Requests:
**A.** Can you write out the Roper Bar Project text word for word, starting at "1 A portion" and ending at "iron ore prices."?
**B.** What comes next in the Roper Bar Project text? Write a continuation that picks up after its final sentence.
## begin Selection
The Roper Bar Project was acquired by Nathan River Resources in 2017 and is located in the Northern Territory of Australia. The Roper Bar Project includes the rapid restart of mining operations that can be shipped without the need for significant processing, referred to as Direct Shipping Ore, and benefits from previously constructed pit-to-port infrastructure. Glencore has entered into an offtake agreement with NRR Trading PTE Limited, NRR's newly-established trading company in Singapore, for the marketing and distribution of the project's iron ore.

 

The Roper Bar Project has a fully integrated 'pit-to-port' logistics chain including a privately owned 171 km paved access road to a port which includes an existing load-out facility and product stockyard. NRR have a 2-stage restart programme with Stage 1 covering 4.0Mt of DSO1 and 1.0Mt of DMS production at 1.5-1.8Mtpa over 3 years. Stage 2 expansion includes the installation of a silica flotation plant for the processing of 446Mt Resource with production at 4-5Mtpa. The Project has the following JORC Reserve.

 

1 A portion of the pre-processed stockpiles is subject to a profit share arrangement which relates to the settlement of historic royalty and administrator arrangements, such payments are estimated by NRR's modeling to total approximately US$350,000 based on current iron ore prices.
## end Selection
## begin Extracted entries
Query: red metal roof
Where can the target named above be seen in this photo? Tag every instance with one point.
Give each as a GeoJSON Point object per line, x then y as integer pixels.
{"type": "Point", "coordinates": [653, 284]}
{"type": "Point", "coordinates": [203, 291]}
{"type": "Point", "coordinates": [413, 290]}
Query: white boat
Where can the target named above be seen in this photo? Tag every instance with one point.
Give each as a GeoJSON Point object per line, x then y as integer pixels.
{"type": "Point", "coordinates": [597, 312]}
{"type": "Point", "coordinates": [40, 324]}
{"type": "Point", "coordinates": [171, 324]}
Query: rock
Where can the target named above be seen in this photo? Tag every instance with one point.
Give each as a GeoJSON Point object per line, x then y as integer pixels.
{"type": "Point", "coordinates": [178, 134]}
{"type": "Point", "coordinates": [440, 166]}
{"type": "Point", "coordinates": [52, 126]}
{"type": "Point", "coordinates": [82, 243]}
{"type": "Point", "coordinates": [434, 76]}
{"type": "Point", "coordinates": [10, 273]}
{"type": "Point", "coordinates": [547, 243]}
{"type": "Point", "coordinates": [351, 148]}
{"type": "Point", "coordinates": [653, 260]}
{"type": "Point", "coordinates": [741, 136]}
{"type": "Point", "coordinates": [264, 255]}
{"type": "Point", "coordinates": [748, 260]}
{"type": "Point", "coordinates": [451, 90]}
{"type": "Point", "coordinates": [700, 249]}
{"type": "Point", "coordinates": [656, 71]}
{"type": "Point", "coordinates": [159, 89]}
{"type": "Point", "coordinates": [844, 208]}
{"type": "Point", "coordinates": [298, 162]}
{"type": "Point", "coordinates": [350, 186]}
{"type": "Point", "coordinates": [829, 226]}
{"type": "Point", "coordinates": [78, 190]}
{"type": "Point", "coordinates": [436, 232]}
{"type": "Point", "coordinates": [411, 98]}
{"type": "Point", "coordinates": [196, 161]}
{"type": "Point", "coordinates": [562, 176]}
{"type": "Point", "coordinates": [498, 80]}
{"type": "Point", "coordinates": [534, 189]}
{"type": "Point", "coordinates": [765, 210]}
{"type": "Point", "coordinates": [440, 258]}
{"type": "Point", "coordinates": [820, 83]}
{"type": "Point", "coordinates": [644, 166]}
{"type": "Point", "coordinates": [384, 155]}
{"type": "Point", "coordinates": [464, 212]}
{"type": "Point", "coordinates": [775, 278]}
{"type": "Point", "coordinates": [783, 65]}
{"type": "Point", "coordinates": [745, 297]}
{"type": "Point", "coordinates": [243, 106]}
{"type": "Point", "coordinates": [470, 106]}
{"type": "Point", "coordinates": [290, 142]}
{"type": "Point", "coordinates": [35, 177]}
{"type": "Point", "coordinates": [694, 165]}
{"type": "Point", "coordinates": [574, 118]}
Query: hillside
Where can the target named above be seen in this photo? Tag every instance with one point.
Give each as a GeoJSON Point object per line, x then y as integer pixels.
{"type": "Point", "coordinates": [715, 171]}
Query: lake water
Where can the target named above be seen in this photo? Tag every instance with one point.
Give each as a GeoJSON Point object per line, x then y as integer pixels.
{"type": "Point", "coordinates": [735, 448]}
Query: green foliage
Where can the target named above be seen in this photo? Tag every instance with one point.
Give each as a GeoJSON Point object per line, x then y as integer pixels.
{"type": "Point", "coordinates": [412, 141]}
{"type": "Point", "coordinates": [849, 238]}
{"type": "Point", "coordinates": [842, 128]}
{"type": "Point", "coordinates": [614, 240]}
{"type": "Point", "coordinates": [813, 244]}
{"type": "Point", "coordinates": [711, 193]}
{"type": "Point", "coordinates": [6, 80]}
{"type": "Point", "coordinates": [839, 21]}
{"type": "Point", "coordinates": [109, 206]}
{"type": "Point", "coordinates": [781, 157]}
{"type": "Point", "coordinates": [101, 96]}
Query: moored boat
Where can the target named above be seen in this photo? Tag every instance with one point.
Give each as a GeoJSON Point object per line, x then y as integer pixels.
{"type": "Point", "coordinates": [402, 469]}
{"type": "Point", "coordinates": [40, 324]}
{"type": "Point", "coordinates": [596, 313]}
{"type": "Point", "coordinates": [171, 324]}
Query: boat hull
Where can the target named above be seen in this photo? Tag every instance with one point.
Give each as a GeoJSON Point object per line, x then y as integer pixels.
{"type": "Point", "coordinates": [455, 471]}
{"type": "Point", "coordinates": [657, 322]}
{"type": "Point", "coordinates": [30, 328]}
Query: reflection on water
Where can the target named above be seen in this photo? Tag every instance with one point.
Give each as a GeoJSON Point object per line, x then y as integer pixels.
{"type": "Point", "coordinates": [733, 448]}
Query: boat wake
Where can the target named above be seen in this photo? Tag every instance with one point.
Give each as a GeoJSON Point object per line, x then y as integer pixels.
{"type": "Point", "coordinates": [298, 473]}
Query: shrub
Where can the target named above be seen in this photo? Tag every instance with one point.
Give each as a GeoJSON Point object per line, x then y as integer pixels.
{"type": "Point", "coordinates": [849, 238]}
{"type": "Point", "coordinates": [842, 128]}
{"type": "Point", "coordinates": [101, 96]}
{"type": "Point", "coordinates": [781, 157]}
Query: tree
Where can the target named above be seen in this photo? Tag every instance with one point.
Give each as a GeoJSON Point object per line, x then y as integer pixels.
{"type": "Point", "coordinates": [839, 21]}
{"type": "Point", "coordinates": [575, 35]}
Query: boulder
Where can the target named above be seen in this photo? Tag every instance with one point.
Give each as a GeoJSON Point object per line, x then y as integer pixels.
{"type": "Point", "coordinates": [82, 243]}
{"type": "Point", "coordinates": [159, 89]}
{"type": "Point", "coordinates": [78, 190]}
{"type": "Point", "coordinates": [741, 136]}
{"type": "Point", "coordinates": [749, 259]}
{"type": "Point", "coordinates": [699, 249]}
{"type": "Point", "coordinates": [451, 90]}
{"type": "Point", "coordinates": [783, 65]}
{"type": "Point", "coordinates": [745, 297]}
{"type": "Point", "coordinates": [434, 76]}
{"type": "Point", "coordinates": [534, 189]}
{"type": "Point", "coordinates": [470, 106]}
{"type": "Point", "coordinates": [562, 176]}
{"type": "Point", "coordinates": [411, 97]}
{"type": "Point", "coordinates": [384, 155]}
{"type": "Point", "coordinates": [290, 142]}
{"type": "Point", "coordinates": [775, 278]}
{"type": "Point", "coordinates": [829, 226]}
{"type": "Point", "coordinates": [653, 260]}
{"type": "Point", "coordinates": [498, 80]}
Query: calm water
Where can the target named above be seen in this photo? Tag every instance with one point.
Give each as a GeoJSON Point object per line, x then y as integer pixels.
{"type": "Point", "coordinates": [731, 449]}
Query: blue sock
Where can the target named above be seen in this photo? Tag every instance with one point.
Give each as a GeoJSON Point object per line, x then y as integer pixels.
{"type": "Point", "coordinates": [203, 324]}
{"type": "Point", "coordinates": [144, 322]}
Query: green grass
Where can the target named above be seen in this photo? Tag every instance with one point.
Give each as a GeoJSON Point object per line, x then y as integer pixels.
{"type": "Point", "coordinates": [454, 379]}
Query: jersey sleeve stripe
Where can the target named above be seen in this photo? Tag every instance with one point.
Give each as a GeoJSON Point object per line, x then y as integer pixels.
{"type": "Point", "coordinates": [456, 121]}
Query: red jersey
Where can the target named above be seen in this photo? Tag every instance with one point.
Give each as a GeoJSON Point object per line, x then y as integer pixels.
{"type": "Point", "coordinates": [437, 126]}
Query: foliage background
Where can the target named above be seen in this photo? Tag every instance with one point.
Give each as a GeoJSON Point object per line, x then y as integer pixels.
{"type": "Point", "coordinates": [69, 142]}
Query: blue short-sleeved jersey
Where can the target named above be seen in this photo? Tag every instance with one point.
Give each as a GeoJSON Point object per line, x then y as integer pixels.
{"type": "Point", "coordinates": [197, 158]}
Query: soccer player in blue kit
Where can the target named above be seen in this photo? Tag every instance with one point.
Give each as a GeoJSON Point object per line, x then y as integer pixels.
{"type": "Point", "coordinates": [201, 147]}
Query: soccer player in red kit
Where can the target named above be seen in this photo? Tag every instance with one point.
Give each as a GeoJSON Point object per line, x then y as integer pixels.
## end Extracted entries
Expected outputs:
**A.**
1 A portion of the pre-processed stockpiles is subject to a profit share arrangement which relates to the settlement of historic royalty and administrator arrangements, such payments are estimated by NRR's modeling to total approximately US$350,000 based on current iron ore prices.

**B.**
 

Ore Reserve Estimate (@30% Fe cut off grade)

 

Ore Type

Category

Tonnes (MT)

Fe (%)

Al203 (%)

Si02 (%)

P (%)

LOI (%)

DSO

Proved

2.86

60.1

2.15

8.90

0.006

2.09


Probable

1.15

60.1

2.23

8.99

0.008

1.78


Total

4.01

60.1

2.17

8.93

0.007

2.00

DMS

Proved

1.03

50.8

2.79

20.73

0.007

2.50


Probable

0.47

49.9

2.27

22.90

0.007

2.27


Total

1.50

50.5

2.63

21.41

0.007

2.43

 

(Source: AMC Consultants Pty Ltd Report, January 2020)

 

Furthermore, the reserve contains 194,000 tonnes of stockpiles containing 46,500 tonnes of Direct Shipping Ore ("DSO") at 59% Fe and 147,800 tonnes of Dense Media Separation ore at 51.2% Fe.

 

The Project has the following JORC Resources (@ 30%Fe cut off grade):

 

Deposit

Measured

(MT)

Indicated

(MT)

Inferred

(MT)

Total

(MT)

Fe (%)

Si02 (%)

P (%)

Al203 (%)

LOI (%)

Total

67

228

151

446

39.9

28.5

0.006

2.7

9.3

 

(Source: AMC Consultants Pty Ltd Report, January 2020)

 

 

The Placing and Admission

 

The Company has, via SP Angel as broker, conducted a placing to raise gross proceeds £6.1 million by way of the issue of 348,571,421 new Ordinary Shares at the Placing Price of 1.75 pence per Ordinary Share. The Placing Price represents a discount of approximately 18 per cent. to the closing mid-market price of the Ordinary Shares on 24 August 2020 (being the last practicable dealing day prior to the date of this announcement).

 

The Placing Shares will represent approximately 25.7 per cent. of the ordinary share capital as enlarged by the Placing, and will, on Admission, rank pari passu in all other respects with the Company's existing Ordinary Shares.

 

The Placing Shares are being issued pursuant to the authorities granted to the Directors earlier this year and as such the issuance of the Placing Shares is not subject to shareholder approval.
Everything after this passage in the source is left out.